▸ EXERCISE BRIEF: Copy the records from the beginning through the line that contains "212 305 L 248", requests included. Multiply every coordinate in the answer outlines by 1.1 and round each to a whole number, rounding halves up.

▸ RECORDS TO USE:
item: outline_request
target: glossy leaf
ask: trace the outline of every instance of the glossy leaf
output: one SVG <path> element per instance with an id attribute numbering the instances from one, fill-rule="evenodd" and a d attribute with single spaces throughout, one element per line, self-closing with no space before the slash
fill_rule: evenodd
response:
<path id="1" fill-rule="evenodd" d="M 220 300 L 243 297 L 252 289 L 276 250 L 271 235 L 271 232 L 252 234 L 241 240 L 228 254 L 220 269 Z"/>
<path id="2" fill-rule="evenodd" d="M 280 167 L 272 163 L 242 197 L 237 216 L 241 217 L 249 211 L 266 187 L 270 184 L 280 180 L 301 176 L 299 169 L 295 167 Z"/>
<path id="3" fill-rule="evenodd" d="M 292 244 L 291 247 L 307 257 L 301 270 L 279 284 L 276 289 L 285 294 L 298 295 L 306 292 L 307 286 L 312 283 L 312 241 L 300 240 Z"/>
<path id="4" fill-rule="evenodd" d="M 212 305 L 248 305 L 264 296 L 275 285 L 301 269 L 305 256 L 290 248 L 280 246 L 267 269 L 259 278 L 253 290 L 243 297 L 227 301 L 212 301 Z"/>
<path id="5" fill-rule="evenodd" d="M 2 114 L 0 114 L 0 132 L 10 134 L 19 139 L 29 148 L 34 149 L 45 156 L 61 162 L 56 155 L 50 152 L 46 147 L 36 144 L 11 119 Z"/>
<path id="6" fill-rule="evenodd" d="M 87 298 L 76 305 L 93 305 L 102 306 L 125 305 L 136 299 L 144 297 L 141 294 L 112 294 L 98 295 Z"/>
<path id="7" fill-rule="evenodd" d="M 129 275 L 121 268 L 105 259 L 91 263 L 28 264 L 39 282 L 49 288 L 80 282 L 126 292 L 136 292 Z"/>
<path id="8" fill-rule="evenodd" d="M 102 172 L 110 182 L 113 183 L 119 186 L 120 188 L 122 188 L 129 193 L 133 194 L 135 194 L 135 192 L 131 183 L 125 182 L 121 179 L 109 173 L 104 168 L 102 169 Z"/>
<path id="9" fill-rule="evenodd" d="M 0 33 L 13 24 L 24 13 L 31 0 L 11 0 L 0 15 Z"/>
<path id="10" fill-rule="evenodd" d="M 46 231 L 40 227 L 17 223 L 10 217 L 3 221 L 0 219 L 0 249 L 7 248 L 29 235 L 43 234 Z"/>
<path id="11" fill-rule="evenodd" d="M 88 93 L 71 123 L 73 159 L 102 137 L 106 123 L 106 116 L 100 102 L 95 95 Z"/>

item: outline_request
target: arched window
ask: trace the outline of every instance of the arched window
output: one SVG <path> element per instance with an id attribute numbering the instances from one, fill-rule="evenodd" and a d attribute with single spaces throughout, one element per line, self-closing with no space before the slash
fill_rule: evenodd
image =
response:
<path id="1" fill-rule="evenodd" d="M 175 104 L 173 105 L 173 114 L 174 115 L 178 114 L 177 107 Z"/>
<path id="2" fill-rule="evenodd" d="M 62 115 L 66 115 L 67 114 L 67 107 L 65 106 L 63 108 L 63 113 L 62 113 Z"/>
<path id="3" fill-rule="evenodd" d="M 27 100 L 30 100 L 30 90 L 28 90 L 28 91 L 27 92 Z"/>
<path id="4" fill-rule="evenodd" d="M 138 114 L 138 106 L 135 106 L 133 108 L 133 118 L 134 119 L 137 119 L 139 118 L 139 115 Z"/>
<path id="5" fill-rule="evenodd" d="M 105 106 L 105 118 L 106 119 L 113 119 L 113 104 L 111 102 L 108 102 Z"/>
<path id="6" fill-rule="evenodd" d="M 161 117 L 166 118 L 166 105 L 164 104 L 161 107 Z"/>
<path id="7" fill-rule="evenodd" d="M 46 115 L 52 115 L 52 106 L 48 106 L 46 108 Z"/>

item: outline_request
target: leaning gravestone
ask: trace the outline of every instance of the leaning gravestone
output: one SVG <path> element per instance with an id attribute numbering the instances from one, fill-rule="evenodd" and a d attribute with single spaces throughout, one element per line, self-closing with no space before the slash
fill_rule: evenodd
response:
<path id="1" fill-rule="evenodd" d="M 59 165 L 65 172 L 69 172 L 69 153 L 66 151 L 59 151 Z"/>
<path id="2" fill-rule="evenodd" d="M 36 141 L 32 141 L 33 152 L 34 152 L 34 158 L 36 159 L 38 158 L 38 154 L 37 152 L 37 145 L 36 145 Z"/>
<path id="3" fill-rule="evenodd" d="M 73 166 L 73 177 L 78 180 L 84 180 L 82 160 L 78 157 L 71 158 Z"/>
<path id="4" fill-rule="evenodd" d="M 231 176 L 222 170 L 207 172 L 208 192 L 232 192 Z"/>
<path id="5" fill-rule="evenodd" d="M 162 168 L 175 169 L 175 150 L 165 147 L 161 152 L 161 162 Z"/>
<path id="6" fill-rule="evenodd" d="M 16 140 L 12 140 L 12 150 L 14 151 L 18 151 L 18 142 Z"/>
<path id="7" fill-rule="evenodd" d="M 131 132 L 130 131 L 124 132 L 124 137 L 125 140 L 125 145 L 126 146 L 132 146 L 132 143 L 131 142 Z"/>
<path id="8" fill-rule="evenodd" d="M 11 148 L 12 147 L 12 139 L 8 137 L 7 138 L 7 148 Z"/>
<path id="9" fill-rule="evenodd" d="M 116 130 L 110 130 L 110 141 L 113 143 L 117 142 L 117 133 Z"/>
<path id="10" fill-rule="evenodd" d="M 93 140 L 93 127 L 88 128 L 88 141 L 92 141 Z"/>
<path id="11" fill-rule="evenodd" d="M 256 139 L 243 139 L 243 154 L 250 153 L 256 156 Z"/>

▸ TASK RESPONSE:
item: outline_request
target: glossy leaf
ask: trace the outline of every instance of the glossy leaf
output: one SVG <path> element per instance with an id attribute numbering the instances from one, fill-rule="evenodd" and a d attribute with single spaces throughout, one element per line, self-closing with no space before the slash
fill_rule: evenodd
response:
<path id="1" fill-rule="evenodd" d="M 242 330 L 267 327 L 277 318 L 304 275 L 298 259 L 298 255 L 277 257 L 265 264 L 251 279 L 242 296 Z"/>
<path id="2" fill-rule="evenodd" d="M 308 184 L 299 179 L 266 217 L 261 238 L 265 239 L 274 232 L 293 206 L 297 202 L 308 198 L 331 194 L 329 186 L 325 184 Z"/>
<path id="3" fill-rule="evenodd" d="M 321 268 L 320 272 L 338 283 L 331 297 L 307 312 L 304 318 L 314 323 L 328 325 L 337 321 L 338 315 L 343 311 L 343 265 L 330 264 Z"/>
<path id="4" fill-rule="evenodd" d="M 233 336 L 273 336 L 290 326 L 303 314 L 331 296 L 336 282 L 319 273 L 308 271 L 294 296 L 285 306 L 278 319 L 267 327 L 250 331 L 233 331 Z"/>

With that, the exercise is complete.